Lichens are a symbiotic association between a fungus and microscopic chlorophyll-containing organisms called green algae. In this association, the algae provide food to the fungus through photosynthesis. In return, the fungus provides shelter and protection to the algae. Lichens can grow in harsh conditions such as in deserts or on rocks where they would not be able to survive otherwise.Lichens on rock

Replenishment of Nutrients in the Soil

Roots of some plants, such as peas, contain bacteria called Rhizobium. These bacteria convert atmospheric nitrogen into usable forms like ammonia, and the plant provides nutrients for the bacteria's growth. This symbiotic association of Rhizobium and leguminous plants, such as peas and beans, is a natural way of replenishing the soil with nitrogen. Farmers sometimes grow these plants alternately with other crops to restore the nitrogen content of the soil.

Key Words:

Activity 1:-

Aim: To prove that the green parts of a plant, which have chlorophyll, can do photosynthesis.

Materials: A leaf with two colours, a beaker, a stand for the beaker, a Bunsen burner, a test tube, water, alcohol, and iodine solution.

Method:

• Heat water in a beaker that is three-fourths full and keep it on a stand.

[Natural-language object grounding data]
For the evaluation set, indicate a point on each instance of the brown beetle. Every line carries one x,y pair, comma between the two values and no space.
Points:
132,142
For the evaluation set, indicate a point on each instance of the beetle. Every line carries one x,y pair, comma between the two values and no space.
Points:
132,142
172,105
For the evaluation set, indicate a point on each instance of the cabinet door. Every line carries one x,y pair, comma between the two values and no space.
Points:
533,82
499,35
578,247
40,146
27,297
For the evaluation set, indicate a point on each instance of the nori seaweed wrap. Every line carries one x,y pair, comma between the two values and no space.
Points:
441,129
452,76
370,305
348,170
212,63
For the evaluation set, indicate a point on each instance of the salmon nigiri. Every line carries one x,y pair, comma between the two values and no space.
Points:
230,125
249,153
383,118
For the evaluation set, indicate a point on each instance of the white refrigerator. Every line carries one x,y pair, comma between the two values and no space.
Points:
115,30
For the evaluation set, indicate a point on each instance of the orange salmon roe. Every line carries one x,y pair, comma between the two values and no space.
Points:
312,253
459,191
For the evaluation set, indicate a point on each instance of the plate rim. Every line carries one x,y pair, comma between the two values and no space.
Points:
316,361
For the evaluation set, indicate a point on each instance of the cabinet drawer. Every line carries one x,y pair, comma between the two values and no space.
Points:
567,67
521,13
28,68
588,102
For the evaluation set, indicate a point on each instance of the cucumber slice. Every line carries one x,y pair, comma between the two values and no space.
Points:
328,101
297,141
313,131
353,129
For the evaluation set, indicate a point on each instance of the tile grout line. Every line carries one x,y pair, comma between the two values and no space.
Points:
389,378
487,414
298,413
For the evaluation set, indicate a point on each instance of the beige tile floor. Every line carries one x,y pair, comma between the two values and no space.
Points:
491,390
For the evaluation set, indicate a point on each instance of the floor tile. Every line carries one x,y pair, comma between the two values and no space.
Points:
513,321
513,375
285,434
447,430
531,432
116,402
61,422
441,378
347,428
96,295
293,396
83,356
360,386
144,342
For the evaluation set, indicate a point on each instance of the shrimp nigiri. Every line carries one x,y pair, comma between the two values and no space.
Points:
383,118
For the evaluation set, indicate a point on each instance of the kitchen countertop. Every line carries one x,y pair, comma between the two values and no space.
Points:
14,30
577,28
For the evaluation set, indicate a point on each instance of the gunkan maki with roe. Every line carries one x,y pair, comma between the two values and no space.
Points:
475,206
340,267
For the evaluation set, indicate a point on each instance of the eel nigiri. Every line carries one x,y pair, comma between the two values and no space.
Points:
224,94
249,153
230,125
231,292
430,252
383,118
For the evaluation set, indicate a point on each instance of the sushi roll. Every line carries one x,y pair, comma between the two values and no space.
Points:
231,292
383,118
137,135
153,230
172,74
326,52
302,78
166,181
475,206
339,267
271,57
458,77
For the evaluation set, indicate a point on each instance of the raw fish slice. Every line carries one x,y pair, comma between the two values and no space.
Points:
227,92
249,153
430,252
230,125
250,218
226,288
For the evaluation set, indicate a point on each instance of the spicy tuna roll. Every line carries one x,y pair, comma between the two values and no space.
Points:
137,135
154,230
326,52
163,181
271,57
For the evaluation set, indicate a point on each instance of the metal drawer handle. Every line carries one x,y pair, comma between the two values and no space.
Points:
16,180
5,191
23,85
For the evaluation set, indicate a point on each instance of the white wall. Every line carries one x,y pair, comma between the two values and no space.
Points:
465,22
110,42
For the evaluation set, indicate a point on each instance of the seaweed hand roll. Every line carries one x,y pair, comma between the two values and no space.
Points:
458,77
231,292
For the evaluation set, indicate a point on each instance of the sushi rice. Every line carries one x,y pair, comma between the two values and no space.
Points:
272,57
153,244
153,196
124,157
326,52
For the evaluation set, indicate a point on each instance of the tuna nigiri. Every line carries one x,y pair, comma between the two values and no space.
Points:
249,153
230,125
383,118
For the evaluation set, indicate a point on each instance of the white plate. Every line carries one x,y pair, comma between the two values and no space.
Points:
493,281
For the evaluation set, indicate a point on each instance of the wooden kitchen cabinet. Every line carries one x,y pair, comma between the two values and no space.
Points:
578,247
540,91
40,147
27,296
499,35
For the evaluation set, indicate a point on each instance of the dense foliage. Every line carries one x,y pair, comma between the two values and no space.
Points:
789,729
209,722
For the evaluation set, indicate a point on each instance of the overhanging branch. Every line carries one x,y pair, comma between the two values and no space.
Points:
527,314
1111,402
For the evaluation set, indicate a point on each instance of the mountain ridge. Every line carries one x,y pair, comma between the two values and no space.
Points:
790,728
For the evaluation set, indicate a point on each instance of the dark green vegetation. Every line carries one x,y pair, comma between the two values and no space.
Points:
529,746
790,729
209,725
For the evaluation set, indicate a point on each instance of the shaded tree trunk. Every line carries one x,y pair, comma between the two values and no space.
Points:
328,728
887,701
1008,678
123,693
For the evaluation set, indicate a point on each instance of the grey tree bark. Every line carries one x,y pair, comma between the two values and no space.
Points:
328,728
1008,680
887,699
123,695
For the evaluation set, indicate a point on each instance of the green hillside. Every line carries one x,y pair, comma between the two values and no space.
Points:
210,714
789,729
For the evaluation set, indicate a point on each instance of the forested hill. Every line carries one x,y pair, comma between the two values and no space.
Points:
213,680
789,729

### YOUR INSTRUCTIONS
In the science passage, what do farmers sometimes do to restore the soil's nitrogen content?

### ANSWER TO THIS TASK
They grow leguminous plants, such as peas and beans, alternately with other crops.